THE TASK =
Output all lines exactly.

Object point labels:
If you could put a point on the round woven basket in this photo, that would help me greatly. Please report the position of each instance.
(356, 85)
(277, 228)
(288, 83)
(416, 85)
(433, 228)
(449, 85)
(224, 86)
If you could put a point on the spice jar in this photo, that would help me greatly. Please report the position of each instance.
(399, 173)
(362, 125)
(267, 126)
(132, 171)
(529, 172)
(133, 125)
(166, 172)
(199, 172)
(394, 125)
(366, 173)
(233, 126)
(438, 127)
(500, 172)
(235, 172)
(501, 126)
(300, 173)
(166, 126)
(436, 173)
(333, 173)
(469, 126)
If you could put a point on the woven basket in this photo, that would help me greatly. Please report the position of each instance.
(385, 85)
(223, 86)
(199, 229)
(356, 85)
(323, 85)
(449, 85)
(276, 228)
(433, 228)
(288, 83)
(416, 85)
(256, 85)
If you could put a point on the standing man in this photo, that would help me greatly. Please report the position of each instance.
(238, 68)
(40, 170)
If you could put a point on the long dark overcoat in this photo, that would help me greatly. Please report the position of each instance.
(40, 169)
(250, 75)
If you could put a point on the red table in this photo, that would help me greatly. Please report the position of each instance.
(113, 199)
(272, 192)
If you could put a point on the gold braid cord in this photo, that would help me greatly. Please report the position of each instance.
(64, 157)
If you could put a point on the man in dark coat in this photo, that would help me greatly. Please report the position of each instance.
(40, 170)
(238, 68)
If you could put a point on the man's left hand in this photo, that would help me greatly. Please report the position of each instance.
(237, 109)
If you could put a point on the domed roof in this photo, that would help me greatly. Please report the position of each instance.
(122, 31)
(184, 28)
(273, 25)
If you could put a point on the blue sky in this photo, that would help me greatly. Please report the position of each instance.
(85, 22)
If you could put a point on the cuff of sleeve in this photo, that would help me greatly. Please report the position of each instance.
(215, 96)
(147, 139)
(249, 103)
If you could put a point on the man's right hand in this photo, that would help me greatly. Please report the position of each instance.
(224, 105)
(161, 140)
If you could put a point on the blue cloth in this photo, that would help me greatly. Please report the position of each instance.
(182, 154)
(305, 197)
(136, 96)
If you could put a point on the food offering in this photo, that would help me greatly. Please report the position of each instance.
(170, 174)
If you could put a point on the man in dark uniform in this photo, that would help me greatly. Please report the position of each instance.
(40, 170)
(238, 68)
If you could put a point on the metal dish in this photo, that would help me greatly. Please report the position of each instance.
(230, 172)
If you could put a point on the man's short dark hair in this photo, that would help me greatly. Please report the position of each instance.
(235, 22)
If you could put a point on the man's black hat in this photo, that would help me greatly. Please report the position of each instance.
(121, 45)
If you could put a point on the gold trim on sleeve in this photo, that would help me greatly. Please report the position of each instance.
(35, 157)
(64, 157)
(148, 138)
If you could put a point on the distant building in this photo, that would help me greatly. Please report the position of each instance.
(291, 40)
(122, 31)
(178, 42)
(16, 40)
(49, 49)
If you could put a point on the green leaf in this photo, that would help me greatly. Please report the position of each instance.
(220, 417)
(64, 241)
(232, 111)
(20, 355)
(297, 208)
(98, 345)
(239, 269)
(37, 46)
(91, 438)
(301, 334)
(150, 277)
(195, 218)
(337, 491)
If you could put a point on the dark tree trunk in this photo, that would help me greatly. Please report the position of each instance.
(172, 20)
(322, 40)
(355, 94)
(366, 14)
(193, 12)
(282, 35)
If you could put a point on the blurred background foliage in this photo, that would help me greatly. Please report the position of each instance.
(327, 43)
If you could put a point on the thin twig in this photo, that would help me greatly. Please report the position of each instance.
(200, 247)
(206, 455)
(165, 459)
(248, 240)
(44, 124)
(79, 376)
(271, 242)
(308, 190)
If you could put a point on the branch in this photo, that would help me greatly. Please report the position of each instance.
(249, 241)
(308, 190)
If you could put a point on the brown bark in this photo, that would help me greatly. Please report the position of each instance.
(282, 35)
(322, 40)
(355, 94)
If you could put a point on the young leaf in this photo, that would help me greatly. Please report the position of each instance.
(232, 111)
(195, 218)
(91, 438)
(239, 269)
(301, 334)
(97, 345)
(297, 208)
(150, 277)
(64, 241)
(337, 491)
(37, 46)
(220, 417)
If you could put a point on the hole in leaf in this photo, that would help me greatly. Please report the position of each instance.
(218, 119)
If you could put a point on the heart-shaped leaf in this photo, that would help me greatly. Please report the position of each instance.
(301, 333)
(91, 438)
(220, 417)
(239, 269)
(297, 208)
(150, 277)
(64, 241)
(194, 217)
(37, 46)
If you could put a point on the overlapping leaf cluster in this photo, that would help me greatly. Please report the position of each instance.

RESULT =
If you could put a point on the round woven basket in this photo, that would help me greatly. Please report the position of each instance.
(356, 85)
(277, 228)
(288, 83)
(416, 85)
(433, 228)
(449, 85)
(224, 86)
If you could put a point on the spice jar in this photo, that would help me greatly. Please report the position of each instance.
(399, 173)
(362, 125)
(267, 126)
(132, 171)
(529, 172)
(133, 125)
(166, 172)
(199, 172)
(394, 125)
(366, 173)
(233, 126)
(438, 127)
(500, 172)
(235, 172)
(501, 126)
(300, 173)
(166, 126)
(436, 173)
(333, 173)
(469, 126)
If you could put a point on the woven basket in this photo, that would help me greatly. Please report the position of each instance.
(385, 85)
(223, 86)
(199, 229)
(356, 85)
(323, 85)
(449, 85)
(276, 228)
(433, 228)
(288, 83)
(416, 85)
(256, 85)
If you could put a point on the standing man in this photo, that would help me greatly. Please report the position of each instance.
(238, 68)
(40, 170)
If you could put a point on the long dark overcoat in this photo, that would help me greatly. Please report the position of each instance.
(40, 169)
(250, 75)
If you could put a point on the red table in this photo, that would help me greatly. Please report the position of each instance.
(113, 199)
(272, 192)
If you could put a point on the gold braid cord in this photo, that would help me greatly. Please report the position of each instance.
(64, 157)
If you could put a point on the man in dark coat in this photo, that would help me greatly. Please report the position of each instance.
(40, 170)
(238, 68)
If you could put a point on the man's left hand in this photo, that would help me greatly. Please report the position of each instance.
(237, 109)
If you could put a point on the domed roof in this photo, that would help me greatly. Please report the position of each instance.
(122, 31)
(184, 28)
(273, 25)
If you could put a point on the blue sky in this photo, that would help me greatly. Please report the position of each instance.
(85, 22)
If you could put a point on the cuff of sleeve in this photo, that would help me greatly. Please report the position of each instance.
(215, 96)
(147, 139)
(249, 103)
If you could put a point on the man's right hand in this photo, that would help me greatly. Please report the position of each instance.
(224, 105)
(161, 140)
If you could put a point on the blue cloth in this photo, that would help me greatly. Please report the position of each instance.
(182, 154)
(305, 197)
(136, 96)
If you could put a point on the food offering in this photo, that would help me greatly. Please report the position of each instance.
(170, 174)
If you could put a point on the man in dark uniform in this photo, that would help me greatly. Please report the position of each instance.
(40, 170)
(238, 68)
If you could put a point on the metal dish in this photo, that would help me greatly. Please report the position of each instance.
(230, 172)
If you could put a point on the man's short dark hair in this photo, that would help me greatly. Please report the position of each instance.
(235, 22)
If you could put a point on the man's black hat in this photo, that would help me greatly. Please report the position of each instance.
(121, 45)
If you could put a point on the gold trim on sleeve in this photo, that would help me greatly. Please report the position of each instance.
(35, 157)
(64, 157)
(148, 138)
If you could put a point on the distant building in this photo, that would help me greatly. Please report the position of each instance.
(291, 40)
(122, 31)
(178, 42)
(16, 40)
(49, 49)
If you could put a point on the green leaf in this photo, that would help me greatly. Please report the position of each instance.
(220, 417)
(64, 241)
(232, 111)
(20, 355)
(297, 208)
(98, 345)
(239, 269)
(37, 46)
(91, 438)
(301, 334)
(150, 277)
(195, 218)
(337, 491)
If you could put a point on the dark tree trunk in this photo, that would help me greatly. Please report the position of each instance.
(172, 20)
(322, 40)
(355, 94)
(366, 14)
(193, 12)
(282, 35)
If you could put a point on the blurred background foliage in this photo, that would help me greatly. Please report the position of each instance.
(327, 43)
If you could put a point on the thin twig in this photo, that would help me greatly. Please report the position of each instance.
(200, 247)
(206, 455)
(165, 459)
(248, 240)
(44, 124)
(79, 376)
(271, 242)
(308, 190)
If you could put a point on the branch in this photo, that would help me greatly. Please report the position of each instance.
(249, 241)
(308, 190)
If you could put a point on the brown bark in this photo, that would help me greatly. Please report the position of each instance.
(282, 35)
(322, 40)
(355, 94)
If you could put a point on the young leaf in this photo, that would help me greatly. Please report the position of each instance.
(232, 111)
(195, 218)
(91, 438)
(239, 269)
(301, 334)
(97, 345)
(297, 208)
(150, 277)
(64, 241)
(337, 491)
(37, 46)
(220, 417)
If you could put a point on the hole in leaf in this photo, that would help me greatly. Please report the position of each instance.
(218, 119)
If you could put a point on the heart-shaped leaf in this photo, that would help me greatly. Please report the position of each instance.
(301, 333)
(91, 438)
(220, 417)
(239, 269)
(297, 208)
(150, 277)
(64, 241)
(194, 217)
(37, 46)
If you could put a point on the overlapping leaf cluster in this photo, that would help me greatly. Please report the position of each instance.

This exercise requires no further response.